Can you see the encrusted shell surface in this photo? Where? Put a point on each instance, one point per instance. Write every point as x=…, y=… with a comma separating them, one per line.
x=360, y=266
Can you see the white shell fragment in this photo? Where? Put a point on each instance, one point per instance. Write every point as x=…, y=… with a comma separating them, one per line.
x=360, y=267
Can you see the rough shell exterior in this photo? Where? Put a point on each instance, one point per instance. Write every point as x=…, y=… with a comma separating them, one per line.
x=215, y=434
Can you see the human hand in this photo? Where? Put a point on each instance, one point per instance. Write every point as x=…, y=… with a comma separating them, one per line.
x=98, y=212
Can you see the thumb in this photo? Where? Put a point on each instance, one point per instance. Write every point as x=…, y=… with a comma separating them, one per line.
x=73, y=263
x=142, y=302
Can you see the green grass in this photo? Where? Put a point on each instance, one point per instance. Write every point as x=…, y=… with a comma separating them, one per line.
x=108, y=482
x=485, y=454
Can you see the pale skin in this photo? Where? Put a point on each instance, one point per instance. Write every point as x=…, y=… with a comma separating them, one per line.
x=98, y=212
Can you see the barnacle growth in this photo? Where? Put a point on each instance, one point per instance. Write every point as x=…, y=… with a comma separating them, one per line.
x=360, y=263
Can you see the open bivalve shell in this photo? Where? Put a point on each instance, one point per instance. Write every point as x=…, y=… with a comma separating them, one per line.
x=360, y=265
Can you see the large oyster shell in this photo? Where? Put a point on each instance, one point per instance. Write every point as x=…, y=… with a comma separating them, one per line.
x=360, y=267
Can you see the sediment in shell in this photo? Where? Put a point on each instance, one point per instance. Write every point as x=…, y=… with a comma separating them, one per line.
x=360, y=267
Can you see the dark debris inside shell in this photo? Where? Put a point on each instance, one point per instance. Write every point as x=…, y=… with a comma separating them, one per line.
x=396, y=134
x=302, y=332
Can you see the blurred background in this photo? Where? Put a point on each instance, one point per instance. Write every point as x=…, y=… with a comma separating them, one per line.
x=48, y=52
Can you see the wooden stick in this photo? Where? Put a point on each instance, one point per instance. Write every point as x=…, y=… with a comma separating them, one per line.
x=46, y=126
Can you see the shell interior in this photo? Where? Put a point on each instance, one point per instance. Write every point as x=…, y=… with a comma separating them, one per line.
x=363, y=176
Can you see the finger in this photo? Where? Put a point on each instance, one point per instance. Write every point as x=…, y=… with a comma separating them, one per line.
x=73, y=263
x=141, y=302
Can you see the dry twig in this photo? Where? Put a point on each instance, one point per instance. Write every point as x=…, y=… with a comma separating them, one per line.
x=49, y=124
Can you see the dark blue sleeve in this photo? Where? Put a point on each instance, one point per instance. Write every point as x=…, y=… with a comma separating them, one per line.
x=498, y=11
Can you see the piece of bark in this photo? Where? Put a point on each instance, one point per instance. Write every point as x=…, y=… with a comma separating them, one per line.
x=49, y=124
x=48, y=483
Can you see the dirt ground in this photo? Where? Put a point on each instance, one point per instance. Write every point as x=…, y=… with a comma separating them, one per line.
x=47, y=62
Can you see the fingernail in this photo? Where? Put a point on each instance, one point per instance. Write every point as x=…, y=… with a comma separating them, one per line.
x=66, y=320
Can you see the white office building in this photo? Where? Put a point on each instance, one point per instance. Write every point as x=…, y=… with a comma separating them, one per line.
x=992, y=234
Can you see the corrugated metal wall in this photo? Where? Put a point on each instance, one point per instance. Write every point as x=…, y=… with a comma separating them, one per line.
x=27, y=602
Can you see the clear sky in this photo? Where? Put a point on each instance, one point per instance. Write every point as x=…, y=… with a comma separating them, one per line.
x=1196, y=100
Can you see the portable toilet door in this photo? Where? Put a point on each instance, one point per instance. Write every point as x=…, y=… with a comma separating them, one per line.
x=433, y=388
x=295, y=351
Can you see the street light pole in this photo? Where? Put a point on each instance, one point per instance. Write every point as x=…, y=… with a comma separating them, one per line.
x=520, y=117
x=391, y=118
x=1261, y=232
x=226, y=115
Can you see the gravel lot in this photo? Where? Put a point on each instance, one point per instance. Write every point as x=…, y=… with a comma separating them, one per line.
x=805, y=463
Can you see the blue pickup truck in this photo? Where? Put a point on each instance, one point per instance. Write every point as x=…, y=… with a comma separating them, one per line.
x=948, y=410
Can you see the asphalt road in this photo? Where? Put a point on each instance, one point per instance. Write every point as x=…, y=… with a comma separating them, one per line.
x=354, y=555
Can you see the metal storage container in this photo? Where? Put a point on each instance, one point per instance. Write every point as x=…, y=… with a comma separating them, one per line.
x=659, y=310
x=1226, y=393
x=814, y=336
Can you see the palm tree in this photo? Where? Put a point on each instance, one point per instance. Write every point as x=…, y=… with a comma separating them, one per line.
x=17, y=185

→ **Ćwiczenie**
Przekształć wszystkie wiersze powyższego wykazu w listę numerowaną i pomiń puste wiersze.

→ **Odpowiedź pisemna**
1. Can you see the encrusted shell surface in this photo? Where? Put a point on each instance, one point per instance. Write every point as x=…, y=… with a comma separating them, one per line.
2. x=360, y=266
3. Can you see the white shell fragment in this photo? Where? Put a point on each instance, one point per instance. Write every point as x=…, y=… with a comma separating them, one per line.
4. x=360, y=267
5. Can you see the rough shell exterior in this photo? Where? Put a point on each instance, one point per instance. Write every point as x=…, y=… with a comma separating them, one per line.
6. x=215, y=434
7. Can you see the human hand in this photo? Where? Put a point on each instance, one point per instance. Write every point as x=…, y=… with a comma separating them, one per line.
8. x=98, y=212
9. Can you see the thumb in this photo? Where? Put a point on each instance, one point per instance. Write every point as x=…, y=… with a comma separating them, one per line.
10. x=73, y=263
11. x=142, y=302
12. Can you see the green grass in this photo? Where? Put a point on each instance, one point per instance. Write every point as x=…, y=… with a comma separating them, one per line.
13. x=108, y=482
14. x=485, y=454
15. Can you see the pale skin in this photo? Where? Put a point on each instance, one point per instance. Write every point as x=…, y=… with a comma separating them, one per line.
16. x=98, y=212
17. Can you see the barnacle growth in this photo? Where? Put a point on each instance, one point per instance. Write every point as x=…, y=… with a comma separating them, one per line.
18. x=360, y=263
19. Can you see the open bivalve shell in this photo? Where? Put a point on each instance, one point per instance. Write every point as x=…, y=… with a comma separating them, one per line.
20. x=360, y=265
21. Can you see the large oyster shell in this photo? Where? Put a point on each instance, one point per instance. Write every point as x=…, y=… with a comma separating them, one per line.
22. x=360, y=267
23. Can you see the sediment in shell in this photo? Where? Put a point on each instance, one point per instance. Write every point as x=…, y=… with a comma separating them, one per line.
24. x=360, y=267
25. Can you see the dark debris inside shell in this photo? Where? Put a point on each instance, one point per instance. Write every point as x=…, y=… with a comma separating them, one per line.
26. x=396, y=134
27. x=302, y=332
28. Can you see the blurred background in this photo? Where? Put a point on each instance, one point per instance. Write every point as x=…, y=… with a comma separating them, one per line.
29. x=48, y=52
30. Can you see the wooden stick in this photo? Where? Put a point on each instance, one point per instance. Write every point as x=…, y=… with a comma separating them, one per line.
31. x=46, y=126
32. Can you see the shell interior in this photo? Where? Put a point on each instance, one point per instance. Write every point as x=…, y=… with a comma separating them, one per line.
33. x=363, y=176
34. Can you see the finger in this photo? Where? Put a point on each instance, one point per instance. Write every point as x=…, y=… with a comma separating them, one per line.
35. x=73, y=263
36. x=141, y=302
37. Can you see the dry twig in this photo? Where? Put a point on each instance, one point per instance. Write every point as x=…, y=… with a comma separating them, one per line.
38. x=49, y=124
39. Can you see the dark blue sleeve in this photo? Where? Put a point on each instance, one point per instance. Write every point as x=…, y=… with a comma separating them, one per line.
40. x=498, y=11
41. Can you see the piece of bark in this photo? Where? Put a point on each instance, one point per instance. Write every point as x=…, y=… with a comma separating them, one per line.
42. x=49, y=124
43. x=48, y=483
44. Can you see the dirt ground in this photo? Where? Put a point on each instance, one point per instance. Write every point as x=…, y=… with a comma separating them, one per line.
45. x=47, y=62
46. Can you see the fingernail in this photo? Where? Put a point on each instance, one point per instance. Write every point as x=…, y=… with a comma separating them, one per line.
47. x=66, y=320
48. Can you see the white office building in this photo? Where? Put a point on each instance, one point per instance. Write every point as x=…, y=… with a comma separating them, one per line.
49. x=992, y=234
50. Can you see the corrugated metal wall in this photo? Where? Put a point on each instance, one point per instance. Write every point as x=…, y=… with a comma separating them, one per line.
51. x=27, y=602
52. Can you see the clear sky in this photo? Where? Put a point on each instance, one point per instance. Write every point as x=…, y=… with a comma separating them, one per line.
53. x=1196, y=100
54. Can you see the portable toilet door in this photo? Where? Put a point on each instance, one point per instance. Write every point as x=…, y=… with a comma separating them, one per line.
55. x=433, y=388
56. x=295, y=351
57. Can you see the street light pole in this photo? Where? Put a point on each instance, one point per instance. Write every point as x=…, y=… with a comma separating them, one per line.
58. x=520, y=117
59. x=391, y=118
60. x=1261, y=232
61. x=226, y=115
62. Can you see the gravel lot in this photo? Where? Put a point on each instance, one point per instance. Write every point as x=…, y=… with a comma separating them, one per line.
63. x=805, y=463
64. Can you see the blue pickup truck in this photo? Where? Put a point on each instance, one point per instance. Write every point as x=…, y=… with a comma separating them, one per line.
65. x=948, y=410
66. Can you see the asphalt road in this photo? Where? Put a point on each instance, one point per instance. Write every point as x=…, y=… with a comma separating them, one per line.
67. x=354, y=555
68. Can you see the metal storage container in this photo? Where? Put a point on each instance, one point per instance. Write every point as x=…, y=… with a comma separating them, one per line.
69. x=659, y=310
70. x=1226, y=393
71. x=814, y=336
72. Can you see the palm tree in this photo? Where? Put a point on each instance, one point per instance. Write every point as x=…, y=… with a comma separating them, one per line.
73. x=17, y=185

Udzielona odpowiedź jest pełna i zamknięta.